_Page_

╔══

No free parking

Based on my long experience examining and reporting on Asheville’s dance with parking spaces and lots and decks, and based on recent reading, I now question the development rules we are using which require developers to provide parking for new structures. While provision for parking SEEMS to be a solution, it has proven to be the problem in cities across the country.
Most obvious are the malls and shopping areas which are required to provide parking for peak use. That is, the mall which is required to have spaces for all of the holiday shoppers during the week before Christmas and which sits mostly empty through the rest of the year. But there are also reasons to question the inclusion of parking beneath or adjacent to buildings that are not part of shopping malls. The evidence suggests that this only encourages auto use, which is not in a city’s best interest.

I haven’t reached any kind of conclusion on this matter, but thinking outside the box or the parking lot is one of the ways I hope to move Asheville into the 21st century.


More thoughts on the Basilica of St. Lawrence

Opposition to the hotel proposed for the site in front of the Basilica has focused on the view of that grand church and how it might be affected by placement of a massive structure in its face. But I’ve discovered what I consider to be an equally iconic view that will likely be demolished by such a building. From Haywood Street, near the intersection with O’Henry Street, check out the view of Asheville’s gorgeous Art Deco City Hall. It’s framed by the Vanderbilt Apartments on the left and the BB&T on the right, and is one of the few perspectives on City Hall with a green mountain backdrop. We used to have some of that from Pack Place before the county decided to place its ugly jail high-rise to block that view.

Whether or not you find that view of City Hall to be striking, there’s another question raised here. The city government can shape development on private land to a degree and those are the kind of rules we have wrestled with in formation of the Downtown Master Plan and the Unified Development Ordinance. The city is clearly not in the business of dictating whether construction should occur on private property, nor should it be (except for reasons of safety or overarching public interest—for example, steep slopes, stream buffers, etc.).

╚══

(Collected data entries)
╔══

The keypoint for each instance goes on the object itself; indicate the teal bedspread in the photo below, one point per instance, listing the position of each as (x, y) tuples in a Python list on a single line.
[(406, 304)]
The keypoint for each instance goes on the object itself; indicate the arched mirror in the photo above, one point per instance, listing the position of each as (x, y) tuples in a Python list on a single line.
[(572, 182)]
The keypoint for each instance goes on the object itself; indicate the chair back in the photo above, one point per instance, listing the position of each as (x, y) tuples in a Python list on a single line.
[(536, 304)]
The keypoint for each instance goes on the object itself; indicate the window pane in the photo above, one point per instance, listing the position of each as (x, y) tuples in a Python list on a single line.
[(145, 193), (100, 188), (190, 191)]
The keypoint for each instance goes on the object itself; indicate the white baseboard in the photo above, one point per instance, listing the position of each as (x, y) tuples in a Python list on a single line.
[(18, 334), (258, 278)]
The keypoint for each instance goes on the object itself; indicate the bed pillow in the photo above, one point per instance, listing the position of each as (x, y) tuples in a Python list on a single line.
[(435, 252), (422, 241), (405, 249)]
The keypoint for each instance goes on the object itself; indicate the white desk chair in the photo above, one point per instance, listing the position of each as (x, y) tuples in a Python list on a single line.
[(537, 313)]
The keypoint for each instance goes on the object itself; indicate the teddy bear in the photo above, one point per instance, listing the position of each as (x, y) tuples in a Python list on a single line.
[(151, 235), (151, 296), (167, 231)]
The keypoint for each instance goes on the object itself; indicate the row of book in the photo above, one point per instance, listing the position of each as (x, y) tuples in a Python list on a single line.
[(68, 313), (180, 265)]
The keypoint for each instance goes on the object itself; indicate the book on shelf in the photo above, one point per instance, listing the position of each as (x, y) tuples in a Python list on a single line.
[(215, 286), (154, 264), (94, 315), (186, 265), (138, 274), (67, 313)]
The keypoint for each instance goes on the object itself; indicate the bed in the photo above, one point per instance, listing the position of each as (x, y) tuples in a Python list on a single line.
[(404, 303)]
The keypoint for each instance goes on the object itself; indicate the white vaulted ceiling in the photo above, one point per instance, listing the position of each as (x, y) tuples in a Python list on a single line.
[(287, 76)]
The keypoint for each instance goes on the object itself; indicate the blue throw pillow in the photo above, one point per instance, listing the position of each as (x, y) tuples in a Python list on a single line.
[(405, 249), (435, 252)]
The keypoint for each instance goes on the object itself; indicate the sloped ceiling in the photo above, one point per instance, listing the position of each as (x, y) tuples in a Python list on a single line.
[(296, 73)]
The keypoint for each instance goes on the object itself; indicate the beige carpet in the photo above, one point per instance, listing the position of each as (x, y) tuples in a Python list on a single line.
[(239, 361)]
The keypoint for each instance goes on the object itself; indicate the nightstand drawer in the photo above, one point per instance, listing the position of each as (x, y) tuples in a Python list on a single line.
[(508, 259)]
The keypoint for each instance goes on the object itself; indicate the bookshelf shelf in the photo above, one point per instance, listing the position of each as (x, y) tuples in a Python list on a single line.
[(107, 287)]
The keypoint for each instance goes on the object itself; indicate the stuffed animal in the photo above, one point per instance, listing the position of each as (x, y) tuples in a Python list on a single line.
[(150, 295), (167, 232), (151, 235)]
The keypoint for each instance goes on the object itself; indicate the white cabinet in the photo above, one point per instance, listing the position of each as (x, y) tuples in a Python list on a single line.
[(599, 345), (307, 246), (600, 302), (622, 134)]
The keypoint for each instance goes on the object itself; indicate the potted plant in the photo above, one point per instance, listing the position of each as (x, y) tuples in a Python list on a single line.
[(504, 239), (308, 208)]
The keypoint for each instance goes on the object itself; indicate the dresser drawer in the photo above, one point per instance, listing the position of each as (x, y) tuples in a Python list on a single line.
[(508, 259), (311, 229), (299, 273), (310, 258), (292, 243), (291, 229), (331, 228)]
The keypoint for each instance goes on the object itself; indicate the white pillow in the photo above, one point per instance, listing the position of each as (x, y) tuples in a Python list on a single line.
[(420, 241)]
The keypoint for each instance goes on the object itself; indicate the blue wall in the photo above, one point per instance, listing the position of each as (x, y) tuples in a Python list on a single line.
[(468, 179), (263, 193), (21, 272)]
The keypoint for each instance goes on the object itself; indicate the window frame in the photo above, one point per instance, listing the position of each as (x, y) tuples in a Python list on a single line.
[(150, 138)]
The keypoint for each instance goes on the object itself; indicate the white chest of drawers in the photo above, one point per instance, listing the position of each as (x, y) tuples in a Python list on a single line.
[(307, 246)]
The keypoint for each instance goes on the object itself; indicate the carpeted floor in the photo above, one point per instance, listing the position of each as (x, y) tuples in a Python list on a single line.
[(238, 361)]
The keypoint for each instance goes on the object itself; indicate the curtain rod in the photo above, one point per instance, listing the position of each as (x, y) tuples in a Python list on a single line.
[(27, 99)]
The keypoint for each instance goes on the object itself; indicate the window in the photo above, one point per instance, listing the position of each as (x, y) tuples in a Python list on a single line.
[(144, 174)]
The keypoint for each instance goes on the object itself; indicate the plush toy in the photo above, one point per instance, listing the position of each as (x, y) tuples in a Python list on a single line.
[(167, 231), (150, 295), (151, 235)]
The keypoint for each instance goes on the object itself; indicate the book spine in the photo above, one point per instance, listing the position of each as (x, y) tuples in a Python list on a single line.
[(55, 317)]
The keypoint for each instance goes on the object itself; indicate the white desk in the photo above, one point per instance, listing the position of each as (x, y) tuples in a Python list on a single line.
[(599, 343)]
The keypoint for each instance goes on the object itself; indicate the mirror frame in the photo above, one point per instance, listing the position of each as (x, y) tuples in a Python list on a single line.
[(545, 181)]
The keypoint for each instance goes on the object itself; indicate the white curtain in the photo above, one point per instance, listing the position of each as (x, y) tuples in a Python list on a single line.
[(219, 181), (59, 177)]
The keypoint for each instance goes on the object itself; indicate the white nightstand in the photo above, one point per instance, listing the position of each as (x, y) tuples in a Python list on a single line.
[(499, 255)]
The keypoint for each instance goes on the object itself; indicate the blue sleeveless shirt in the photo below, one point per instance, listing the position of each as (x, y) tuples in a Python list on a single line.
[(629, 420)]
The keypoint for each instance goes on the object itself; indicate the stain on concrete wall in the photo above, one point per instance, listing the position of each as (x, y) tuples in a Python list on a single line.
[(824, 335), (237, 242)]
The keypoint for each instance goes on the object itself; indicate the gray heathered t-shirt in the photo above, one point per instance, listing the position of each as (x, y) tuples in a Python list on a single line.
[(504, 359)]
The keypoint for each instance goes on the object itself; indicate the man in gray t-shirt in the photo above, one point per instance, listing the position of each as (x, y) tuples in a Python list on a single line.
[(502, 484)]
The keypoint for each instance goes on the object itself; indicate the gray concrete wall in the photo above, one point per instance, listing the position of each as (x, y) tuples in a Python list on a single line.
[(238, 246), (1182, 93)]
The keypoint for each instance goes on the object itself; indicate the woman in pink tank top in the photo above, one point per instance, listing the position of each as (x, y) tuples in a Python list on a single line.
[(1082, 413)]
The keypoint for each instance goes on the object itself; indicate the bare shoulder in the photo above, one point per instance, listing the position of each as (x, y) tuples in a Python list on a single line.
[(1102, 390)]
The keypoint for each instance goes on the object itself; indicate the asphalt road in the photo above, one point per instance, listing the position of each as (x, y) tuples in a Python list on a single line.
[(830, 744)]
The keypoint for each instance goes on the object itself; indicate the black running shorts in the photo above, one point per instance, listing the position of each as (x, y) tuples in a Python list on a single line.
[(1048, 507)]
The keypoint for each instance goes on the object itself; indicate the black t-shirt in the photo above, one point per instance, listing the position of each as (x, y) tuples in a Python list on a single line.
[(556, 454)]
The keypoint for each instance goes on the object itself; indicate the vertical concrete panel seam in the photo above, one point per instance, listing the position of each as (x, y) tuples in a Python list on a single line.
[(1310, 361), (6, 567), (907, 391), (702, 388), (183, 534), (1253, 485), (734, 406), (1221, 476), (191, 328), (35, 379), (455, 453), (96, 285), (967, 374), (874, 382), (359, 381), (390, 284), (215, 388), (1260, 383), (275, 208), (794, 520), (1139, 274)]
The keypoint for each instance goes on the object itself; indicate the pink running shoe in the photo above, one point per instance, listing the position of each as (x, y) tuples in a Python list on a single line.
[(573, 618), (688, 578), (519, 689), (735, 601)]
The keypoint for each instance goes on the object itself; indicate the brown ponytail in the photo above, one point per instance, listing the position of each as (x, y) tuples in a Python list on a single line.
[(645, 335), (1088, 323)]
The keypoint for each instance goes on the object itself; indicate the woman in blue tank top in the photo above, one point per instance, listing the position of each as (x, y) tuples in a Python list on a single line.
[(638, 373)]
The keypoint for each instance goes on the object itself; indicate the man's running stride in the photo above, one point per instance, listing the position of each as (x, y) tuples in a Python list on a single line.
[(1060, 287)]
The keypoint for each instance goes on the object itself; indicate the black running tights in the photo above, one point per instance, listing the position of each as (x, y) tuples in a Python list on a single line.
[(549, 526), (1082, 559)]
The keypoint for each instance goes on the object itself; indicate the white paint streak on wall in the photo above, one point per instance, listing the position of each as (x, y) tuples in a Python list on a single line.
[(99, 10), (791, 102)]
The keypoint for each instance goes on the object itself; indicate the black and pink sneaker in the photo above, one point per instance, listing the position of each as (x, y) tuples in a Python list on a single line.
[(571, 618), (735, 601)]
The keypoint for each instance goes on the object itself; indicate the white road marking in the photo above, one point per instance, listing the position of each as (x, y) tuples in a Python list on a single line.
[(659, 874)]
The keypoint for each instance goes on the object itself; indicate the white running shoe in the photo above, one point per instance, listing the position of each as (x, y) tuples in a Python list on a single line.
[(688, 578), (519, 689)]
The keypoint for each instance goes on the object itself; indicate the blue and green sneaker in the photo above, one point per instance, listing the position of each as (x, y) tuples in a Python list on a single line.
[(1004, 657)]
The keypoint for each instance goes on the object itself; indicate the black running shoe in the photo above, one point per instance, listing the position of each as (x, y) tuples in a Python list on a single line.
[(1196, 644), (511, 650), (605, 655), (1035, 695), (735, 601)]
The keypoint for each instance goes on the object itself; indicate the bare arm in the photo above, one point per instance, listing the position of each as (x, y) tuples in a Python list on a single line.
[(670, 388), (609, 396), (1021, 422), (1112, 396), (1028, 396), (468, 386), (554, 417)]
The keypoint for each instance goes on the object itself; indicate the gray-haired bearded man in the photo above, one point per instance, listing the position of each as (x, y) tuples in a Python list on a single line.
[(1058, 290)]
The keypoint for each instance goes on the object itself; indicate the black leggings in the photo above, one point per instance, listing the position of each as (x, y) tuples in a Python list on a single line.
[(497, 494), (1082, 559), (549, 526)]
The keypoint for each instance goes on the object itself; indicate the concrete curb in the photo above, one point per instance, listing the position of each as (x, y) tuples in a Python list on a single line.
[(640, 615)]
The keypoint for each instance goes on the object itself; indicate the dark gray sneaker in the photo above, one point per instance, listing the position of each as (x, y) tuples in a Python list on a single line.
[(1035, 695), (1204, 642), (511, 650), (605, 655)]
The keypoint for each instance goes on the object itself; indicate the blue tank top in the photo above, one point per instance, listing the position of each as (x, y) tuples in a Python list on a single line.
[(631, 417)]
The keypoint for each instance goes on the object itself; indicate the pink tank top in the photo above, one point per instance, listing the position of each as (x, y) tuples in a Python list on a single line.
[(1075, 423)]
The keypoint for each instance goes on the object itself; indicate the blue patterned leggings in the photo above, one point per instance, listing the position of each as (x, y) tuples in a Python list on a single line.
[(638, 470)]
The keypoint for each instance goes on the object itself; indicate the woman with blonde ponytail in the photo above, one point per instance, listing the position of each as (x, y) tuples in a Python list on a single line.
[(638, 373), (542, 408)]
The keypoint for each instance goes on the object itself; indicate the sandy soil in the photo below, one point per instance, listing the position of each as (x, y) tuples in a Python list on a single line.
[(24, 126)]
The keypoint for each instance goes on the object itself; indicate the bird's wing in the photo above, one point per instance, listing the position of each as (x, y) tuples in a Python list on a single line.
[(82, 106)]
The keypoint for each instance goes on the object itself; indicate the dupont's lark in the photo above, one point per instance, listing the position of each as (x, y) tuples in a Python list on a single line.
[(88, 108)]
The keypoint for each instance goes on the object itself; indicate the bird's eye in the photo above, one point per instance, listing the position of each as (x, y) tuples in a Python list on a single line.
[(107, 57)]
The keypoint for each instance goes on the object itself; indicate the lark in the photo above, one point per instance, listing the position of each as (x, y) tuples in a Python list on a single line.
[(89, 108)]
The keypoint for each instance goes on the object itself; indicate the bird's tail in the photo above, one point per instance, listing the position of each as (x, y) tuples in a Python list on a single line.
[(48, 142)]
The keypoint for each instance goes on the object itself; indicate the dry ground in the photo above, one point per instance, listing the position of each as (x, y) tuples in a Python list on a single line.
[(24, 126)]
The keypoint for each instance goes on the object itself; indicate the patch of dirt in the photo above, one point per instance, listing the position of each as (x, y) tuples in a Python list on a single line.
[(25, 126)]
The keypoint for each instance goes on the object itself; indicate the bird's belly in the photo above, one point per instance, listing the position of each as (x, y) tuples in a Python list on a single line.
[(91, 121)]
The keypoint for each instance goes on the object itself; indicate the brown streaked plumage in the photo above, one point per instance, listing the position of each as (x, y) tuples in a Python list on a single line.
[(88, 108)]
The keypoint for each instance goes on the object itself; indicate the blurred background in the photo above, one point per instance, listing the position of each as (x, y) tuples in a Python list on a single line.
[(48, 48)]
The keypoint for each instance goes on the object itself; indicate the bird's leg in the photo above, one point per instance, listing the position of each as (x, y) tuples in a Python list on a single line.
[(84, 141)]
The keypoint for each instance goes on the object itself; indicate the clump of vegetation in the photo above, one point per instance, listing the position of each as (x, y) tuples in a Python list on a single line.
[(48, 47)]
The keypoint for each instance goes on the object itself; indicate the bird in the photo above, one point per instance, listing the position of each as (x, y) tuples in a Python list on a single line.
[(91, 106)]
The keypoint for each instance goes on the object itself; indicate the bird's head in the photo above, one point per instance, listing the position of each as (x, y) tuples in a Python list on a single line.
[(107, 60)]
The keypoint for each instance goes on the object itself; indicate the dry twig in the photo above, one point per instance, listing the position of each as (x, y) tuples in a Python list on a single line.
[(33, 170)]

╚══

_Tasks for this exercise_
(1) According to the page, what frames the view of City Hall from Haywood Street near O'Henry Street?
(2) From the listing, return the lines word for word, starting at the line that contains "the gray concrete" and stopping after the line that contains "[(238, 246), (1182, 93)]".

_Answer set_
(1) The Vanderbilt Apartments on the left and the BB&T on the right.

(2)
The keypoint for each instance goes on the object itself; indicate the gray concrete wall in the photo above, one point per instance, listing the position of each as (x, y) tuples in a Python list on a single line.
[(238, 246), (1182, 93)]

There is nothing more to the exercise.